→ Exercise instructions:
Strip out all images, then restate the data verbatim.

→ Saved entries:
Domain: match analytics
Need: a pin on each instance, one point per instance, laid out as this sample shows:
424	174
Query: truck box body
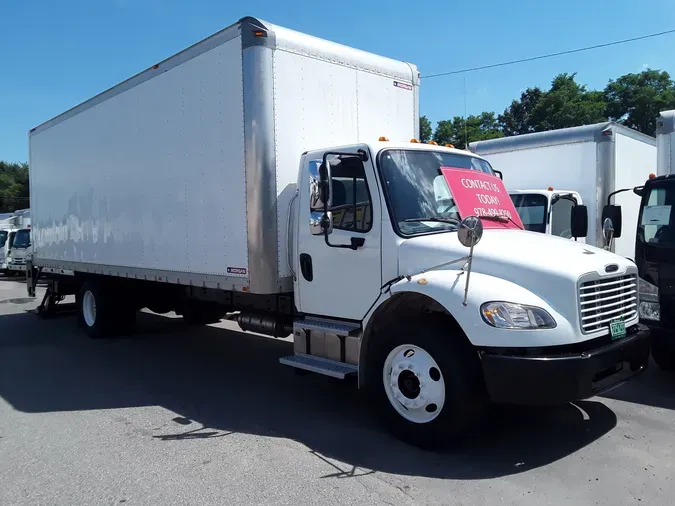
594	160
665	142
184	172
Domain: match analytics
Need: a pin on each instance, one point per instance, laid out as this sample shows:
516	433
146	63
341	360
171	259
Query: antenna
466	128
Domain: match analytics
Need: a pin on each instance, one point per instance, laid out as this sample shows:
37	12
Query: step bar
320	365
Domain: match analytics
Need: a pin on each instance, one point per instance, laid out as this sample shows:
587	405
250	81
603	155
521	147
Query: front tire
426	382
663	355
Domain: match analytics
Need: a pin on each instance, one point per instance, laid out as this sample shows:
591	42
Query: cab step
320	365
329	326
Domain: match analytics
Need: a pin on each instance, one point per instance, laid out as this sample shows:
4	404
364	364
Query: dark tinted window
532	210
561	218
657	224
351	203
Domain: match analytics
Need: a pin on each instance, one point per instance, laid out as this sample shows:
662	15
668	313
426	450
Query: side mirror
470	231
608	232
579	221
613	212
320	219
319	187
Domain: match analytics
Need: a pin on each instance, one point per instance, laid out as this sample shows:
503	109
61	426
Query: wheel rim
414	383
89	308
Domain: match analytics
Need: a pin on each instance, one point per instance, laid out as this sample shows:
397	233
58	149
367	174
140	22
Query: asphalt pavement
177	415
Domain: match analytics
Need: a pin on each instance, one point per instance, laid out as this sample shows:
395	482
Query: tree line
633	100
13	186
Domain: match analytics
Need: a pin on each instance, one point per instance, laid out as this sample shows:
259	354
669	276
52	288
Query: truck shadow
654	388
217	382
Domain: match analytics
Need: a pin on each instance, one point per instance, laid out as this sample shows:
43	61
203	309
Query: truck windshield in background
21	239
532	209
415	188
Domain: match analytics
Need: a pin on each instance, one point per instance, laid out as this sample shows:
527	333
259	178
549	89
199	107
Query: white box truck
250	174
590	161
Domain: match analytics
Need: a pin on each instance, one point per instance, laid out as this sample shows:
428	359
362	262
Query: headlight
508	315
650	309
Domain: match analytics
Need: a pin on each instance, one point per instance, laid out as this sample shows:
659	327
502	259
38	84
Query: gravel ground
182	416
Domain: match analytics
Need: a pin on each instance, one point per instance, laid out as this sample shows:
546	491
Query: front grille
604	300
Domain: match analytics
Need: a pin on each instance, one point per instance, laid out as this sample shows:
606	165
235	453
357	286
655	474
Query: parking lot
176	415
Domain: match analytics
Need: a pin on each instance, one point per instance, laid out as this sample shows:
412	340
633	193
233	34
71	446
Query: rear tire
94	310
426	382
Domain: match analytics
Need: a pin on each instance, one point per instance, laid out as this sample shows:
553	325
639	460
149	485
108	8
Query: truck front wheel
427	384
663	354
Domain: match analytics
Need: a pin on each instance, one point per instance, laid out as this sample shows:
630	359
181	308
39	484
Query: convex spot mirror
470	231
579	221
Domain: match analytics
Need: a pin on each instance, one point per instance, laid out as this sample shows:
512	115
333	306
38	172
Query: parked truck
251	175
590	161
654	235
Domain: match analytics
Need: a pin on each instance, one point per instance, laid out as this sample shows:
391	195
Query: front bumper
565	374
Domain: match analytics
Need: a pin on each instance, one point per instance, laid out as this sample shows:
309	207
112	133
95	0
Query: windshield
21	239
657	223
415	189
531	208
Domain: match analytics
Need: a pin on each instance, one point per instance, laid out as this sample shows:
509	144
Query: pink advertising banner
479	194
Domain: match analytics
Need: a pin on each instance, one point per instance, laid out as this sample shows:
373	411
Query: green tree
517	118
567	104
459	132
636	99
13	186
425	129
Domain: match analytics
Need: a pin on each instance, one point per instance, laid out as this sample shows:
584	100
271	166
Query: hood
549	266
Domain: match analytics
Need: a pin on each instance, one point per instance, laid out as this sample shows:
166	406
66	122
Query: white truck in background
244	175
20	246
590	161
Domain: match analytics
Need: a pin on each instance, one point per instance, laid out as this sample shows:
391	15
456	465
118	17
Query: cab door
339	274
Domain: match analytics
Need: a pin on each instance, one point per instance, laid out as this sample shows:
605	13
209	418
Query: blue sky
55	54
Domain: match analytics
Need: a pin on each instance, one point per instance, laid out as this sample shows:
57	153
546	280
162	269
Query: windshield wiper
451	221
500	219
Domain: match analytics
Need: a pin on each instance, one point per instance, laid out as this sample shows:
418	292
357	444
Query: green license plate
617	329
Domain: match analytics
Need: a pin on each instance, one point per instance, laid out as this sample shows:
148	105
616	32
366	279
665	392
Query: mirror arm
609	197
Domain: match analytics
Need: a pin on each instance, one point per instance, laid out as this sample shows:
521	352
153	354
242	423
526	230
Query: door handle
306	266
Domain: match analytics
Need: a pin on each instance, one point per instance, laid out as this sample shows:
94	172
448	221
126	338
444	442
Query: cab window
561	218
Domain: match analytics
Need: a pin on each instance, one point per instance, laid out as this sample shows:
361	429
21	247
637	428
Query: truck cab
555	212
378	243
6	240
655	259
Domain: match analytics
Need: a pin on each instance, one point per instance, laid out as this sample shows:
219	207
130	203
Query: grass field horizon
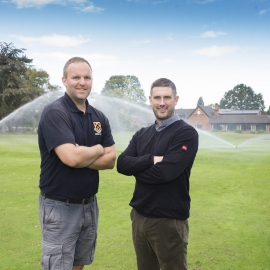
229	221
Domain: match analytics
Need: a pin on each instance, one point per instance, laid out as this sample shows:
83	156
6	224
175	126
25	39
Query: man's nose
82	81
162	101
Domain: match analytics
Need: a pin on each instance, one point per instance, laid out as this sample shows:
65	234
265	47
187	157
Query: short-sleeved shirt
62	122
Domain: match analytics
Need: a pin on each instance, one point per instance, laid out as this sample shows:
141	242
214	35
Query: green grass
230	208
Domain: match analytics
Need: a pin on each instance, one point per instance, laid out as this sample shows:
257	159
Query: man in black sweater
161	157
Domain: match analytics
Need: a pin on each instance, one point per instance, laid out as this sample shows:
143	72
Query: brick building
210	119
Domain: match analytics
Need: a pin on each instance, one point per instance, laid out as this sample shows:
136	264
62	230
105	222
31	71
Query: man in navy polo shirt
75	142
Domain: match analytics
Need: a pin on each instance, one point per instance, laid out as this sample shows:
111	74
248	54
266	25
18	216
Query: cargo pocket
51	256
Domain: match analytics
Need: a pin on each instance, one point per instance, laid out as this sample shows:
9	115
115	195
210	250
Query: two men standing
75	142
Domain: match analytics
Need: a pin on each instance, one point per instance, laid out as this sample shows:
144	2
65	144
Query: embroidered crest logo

→ Task solution:
Domain: match analytics
Need: a pin on each instance, one point per instance, laid out as this sample shows:
424	174
Query: truck box body
594	160
665	142
184	172
Domain: match analytics
Need: a pin on each instance, one point per instance, laid out as this sample shows:
516	433
146	63
341	360
171	259
Query: antenna
466	128
Domain: match analytics
Need: a pin on each instance, one point per instance, laid out as this sample shows:
37	12
Query: step bar
320	365
Domain: match analytics
Need: a pin on each instance, one point per instance, laid out as this sample shows:
587	405
250	81
603	155
521	147
Query: front tire
426	382
663	355
Domain: match analytics
Need: a pin on each instance, one point per instance, laid out as this sample shows:
591	42
Query: cab step
320	365
329	326
Domain: match analytics
Need: a pin on each instance, one point per instance, laid out as this sample shows:
4	404
364	364
Query: dark tinted window
532	210
561	218
657	224
351	203
Domain: match analytics
Need: a pin on each instance, one point per instance, laid out as this sample shows:
662	15
668	313
426	450
Query: side mirror
470	231
608	232
579	221
613	212
320	219
319	187
Domain: match analytics
Need: a pin on each instance, one point per instance, laid out as this sample shows:
503	109
61	426
Query: wheel rim
414	383
89	308
Domain: match analytics
Need: a pin on each instance, one point per instance, laid out as this sample shows:
397	233
58	149
367	174
140	22
Query: asphalt pavement
177	415
Domain: match analytics
Need: a pin on each instance, one point per instance, laid out as this sample shows:
395	482
Query: tree line
633	100
13	186
Domain: match analytics
Need: a pin on each instance, one point per instance, laid out as this sample shows:
259	354
669	276
52	288
Query: truck shadow
654	388
217	382
Domain: match analytics
Need: a pin on each instance, one point per instance, laid out as this sample shows:
43	61
203	309
Query: truck windshield in background
21	239
532	209
415	188
Domain: match analytics
Need: a pin on each instance, one point per instance, laid out as this sample shows:
527	333
259	178
549	89
199	107
Query: white box truck
250	174
590	161
Domain: match analytics
Need: a pin on each instance, one point per instance, laid out as this sample shows:
428	359
362	262
Query: headlight
508	315
650	309
Domain: match analytics
Need: a pin on each instance, one point per instance, laid out as this sample shows:
659	327
502	259
38	84
Query: gravel ground
182	416
Domain: match analytics
Need: a pin on each instance, one point per instance, laid out as this sample shows:
546	491
Query: front grille
604	300
Domain: match analytics
Need: a pin on each instance, one point per instance, laid out as this sample shows:
606	165
235	453
357	286
655	474
Query: parking lot
176	415
Domain: match analytics
Need: a pin on each instance, one point per instance, laid out as this sample shows:
412	340
633	193
233	34
71	446
Query: rear tire
94	310
426	382
Domain: match analytics
Need: a pin on each instance, one point per instance, laid out as this sample shows:
553	325
639	460
149	485
108	8
Query: truck front wheel
427	384
663	354
Domain: match analytics
Need: a pin on each instance, one point per instance, laid out as this sample shows:
630	359
181	308
39	484
Query: convex spot mirror
470	231
579	221
Domain: match analytics
Need: a pin on each instance, one point per instance, laid out as this sample shows:
512	115
333	306
38	172
Query: parked truck
251	175
590	161
654	235
Domain: match analytics
Need: a pin on each instance, one point per instance, laid out as this sample shows:
391	195
Query: front bumper
565	374
Domain: match analytics
Need: a pin on each instance, one point per instance, laid out as this sample shows:
309	207
112	133
95	0
Query: windshield
21	239
657	223
415	189
531	208
Domain: match analytics
Need: a pin on each instance, one point per instance, laid out as this sample shows:
509	144
Query: pink advertising banner
479	194
Domain: match analytics
Need: a pin on each instance, one point per instance, laid out as this sample shows:
373	411
Query: green tree
517	118
567	104
459	132
636	99
13	186
425	129
Domain: match analytics
Need: a pin on each instance, one point per instance, laid out as this sample shows:
584	100
271	166
Query: hood
549	266
Domain: match analytics
Need: a pin on each instance, one point per instance, laid out as this sample shows:
166	406
66	122
Query: white truck in background
244	175
20	246
590	161
Domain: match analytics
Need: a pin on each instance, one point per instance, laid out as this sample shows:
391	15
456	465
118	17
Query: cab door
339	274
Domain: match analytics
Need: a pin on each instance, one point per instance, laid out as this sample shows:
605	13
209	418
Query: blue sky
55	54
Domain: match analytics
Need: a pin on each instance, one point per instance, laid out as this sample shows:
57	153
546	280
162	269
Query: windshield wiper
451	221
500	219
Domain: match analytics
Need: a pin on each instance, one point per instance, laid out as this sample shows:
418	292
357	444
Query: green license plate
617	329
Domain: match analytics
Need: a pin on each instance, one point per instance, laid out as this sample shows:
148	105
616	32
366	279
665	392
Query: mirror arm
609	197
Domain: match analytics
Need: a pin on each instance, one point per instance, laid out as this sample shows:
521	352
153	354
242	423
526	230
Query: door handle
306	266
Domain: match analytics
Need: a pin on each instance, one point per instance, laid out as this sample shows:
94	172
448	221
126	338
444	442
Query: cab window
561	218
Domain: match analytics
Need: a pin on each instance, one point per instance, laid out as this sample shows:
361	429
21	247
637	428
Query: truck cab
555	212
378	243
6	240
655	259
Domain: match analytics
Need: a pin on each instance, one point per instance, laid out as this sample shows:
219	207
130	203
Query: grass field horizon
229	221
Domain: match analytics
Need: a pin on each instance, one point per instance, laid out as this sample shows:
83	156
6	224
175	126
25	39
Query: man's nose
82	81
162	101
Domain: match analytics
Need: a pin on each instance, one point per instance, laid out as this sample shows:
65	234
265	47
187	157
Query: short-sleeved shirt
62	122
Domain: match analytics
Need: a pin on each instance, one point per instance, laid out as this sample shows:
141	242
214	35
Query: green grass
230	208
Domain: match analytics
Need: a pin on each instance, one point per instance, laid out as this sample shows:
257	159
Query: man in black sweater
161	157
Domain: match analytics
Need: a pin on each instance, one point per instance, laid out as this sample shows:
143	72
Query: brick building
210	119
Domain: match analytics
Need: a pin on each instance, one point per instance, laid out as this sample shows:
136	264
62	230
105	222
31	71
Query: man in navy polo shirt
75	142
Domain: match analytics
Need: a pin on each instance, one point per instance, laid out as this sample shows:
111	74
248	54
266	25
18	216
Query: cargo pocket
51	256
Domain: match analytics
Need: a pin on each instance, one point per instance, laid out as this sample shows:
9	115
115	195
210	250
Query: two men standing
75	142
Domain: match analytics
Need: a pin on each instance, one point per instance, laid out as this sample shows:
144	2
65	144
Query: embroidered crest logo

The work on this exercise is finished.